▸ **Text**
------------------------------------------------
Scholars at the Brookings Institution, led by Benjamin Wittes, listed the captives still held in Guantanamo in December 2008, according to whether their detention was justified by certain common allegations:
- Muhammad Ahmad Abdallah al-Ansi was listed as one of the captives whom the "military alleges ... are associated with both Al Qaeda and the Taliban".
- Muhammad Ahmad Abdallah al-Ansi was listed as one of the captives whom the "military alleges ... traveled to Afghanistan for jihad."
- Muhammad Ahmad Abdallah al-Ansi was listed as one of the captives whom the "military alleges ... took military or terrorist training in Afghanistan."
- Muhammad Ahmad Abdallah al-Ansi was listed as one of the captives whom the "military alleges ... were at Tora Bora."
- Muhammad Ahmad Abdallah al-Ansi was listed as one of the captives whom the "military alleges ... served on Osama Bin Laden's security detail."
- Muhammad Ahmad Abdallah al-Ansi was listed as one of the captives who was an "al Qaeda operative".
------------------------------------------------
▸ **Material supplied**
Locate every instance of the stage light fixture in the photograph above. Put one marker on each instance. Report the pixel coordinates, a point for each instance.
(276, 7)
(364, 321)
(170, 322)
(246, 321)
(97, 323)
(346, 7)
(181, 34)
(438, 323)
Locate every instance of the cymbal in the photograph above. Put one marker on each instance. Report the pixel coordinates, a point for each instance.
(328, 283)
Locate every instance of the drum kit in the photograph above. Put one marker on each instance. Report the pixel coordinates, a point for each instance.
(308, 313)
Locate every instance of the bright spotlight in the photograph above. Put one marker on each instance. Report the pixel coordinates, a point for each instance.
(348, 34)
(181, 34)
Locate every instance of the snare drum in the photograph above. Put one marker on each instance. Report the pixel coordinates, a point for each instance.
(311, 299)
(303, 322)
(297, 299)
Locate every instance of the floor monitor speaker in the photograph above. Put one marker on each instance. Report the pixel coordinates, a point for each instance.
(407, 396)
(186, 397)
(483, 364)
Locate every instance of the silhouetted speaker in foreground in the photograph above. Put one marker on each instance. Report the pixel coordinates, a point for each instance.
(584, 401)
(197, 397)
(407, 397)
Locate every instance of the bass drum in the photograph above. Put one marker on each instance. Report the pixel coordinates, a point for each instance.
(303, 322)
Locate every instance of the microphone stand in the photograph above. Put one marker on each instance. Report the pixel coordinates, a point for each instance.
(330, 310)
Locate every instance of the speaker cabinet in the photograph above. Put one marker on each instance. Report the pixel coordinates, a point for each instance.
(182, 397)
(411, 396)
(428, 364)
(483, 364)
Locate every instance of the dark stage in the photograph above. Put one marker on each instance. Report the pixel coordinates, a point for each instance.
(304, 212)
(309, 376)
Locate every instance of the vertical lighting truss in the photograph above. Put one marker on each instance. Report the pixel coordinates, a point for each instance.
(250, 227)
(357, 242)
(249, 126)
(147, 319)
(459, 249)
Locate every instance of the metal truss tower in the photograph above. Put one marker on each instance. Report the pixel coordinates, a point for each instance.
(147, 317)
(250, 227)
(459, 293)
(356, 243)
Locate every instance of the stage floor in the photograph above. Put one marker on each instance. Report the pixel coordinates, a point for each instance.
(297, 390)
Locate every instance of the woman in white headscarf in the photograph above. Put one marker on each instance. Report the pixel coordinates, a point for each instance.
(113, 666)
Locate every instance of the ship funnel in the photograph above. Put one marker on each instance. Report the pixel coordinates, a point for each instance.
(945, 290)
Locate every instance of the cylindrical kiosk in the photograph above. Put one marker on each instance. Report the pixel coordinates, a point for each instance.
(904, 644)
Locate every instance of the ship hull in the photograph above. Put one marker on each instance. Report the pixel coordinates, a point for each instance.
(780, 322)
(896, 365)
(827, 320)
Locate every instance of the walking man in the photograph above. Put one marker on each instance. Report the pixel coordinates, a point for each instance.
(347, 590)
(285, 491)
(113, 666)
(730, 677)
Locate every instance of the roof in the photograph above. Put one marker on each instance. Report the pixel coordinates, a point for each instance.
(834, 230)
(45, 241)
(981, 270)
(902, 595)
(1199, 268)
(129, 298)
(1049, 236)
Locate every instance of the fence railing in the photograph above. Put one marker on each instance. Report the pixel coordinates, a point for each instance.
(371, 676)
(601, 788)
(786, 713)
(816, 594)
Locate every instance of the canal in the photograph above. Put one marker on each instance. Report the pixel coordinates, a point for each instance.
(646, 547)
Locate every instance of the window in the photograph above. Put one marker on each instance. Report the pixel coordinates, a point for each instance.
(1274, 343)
------------------------------------------------
Resume the passage on the Brookings Institution's listing of Guantanamo captives, picking up after its final line about Muhammad Ahmad Abdallah al-Ansi.

▸ **Output of the exercise**
- Muhammad Ahmad Abdallah al-Ansi was listed as one of the captives who had "denied all the government allegations."

He chose to participate in his Combatant Status Review Tribunal. Shortly after his Tribunal procedures were explained to him, al-Ansi reportedly expressed concern over how long the Tribunal would last. He asked to leave. The Tribunal reconvened after he had been removed long enough for the Tribunal's president to review al-Ansi's election form, which recorded that he had originally wanted to attend his Tribunal. Al-Ansi chose to participate in his Administrative Review Board hearing.

Al-Ansi had requested a copy of the proceedings of his Tribunal. He told his Board that he had requested it five days prior to his Board. He told his Board that other detainees had been given copies of their Tribunals. The Board went into closed session to consider his request. When they reconvened in open session he was reportedly told that he could not access his Tribunal record as it was classified.

===Writ of Habeas Corpus===
Al Ansi had a writ of habeas corpus, Civil Action No. 08-cv-1923, filed on his behalf.

The Military Commissions Act of 2006 mandated that Guantanamo captives were no longer entitled to access the US civil justice system, so all outstanding habeas corpus petitions were stayed.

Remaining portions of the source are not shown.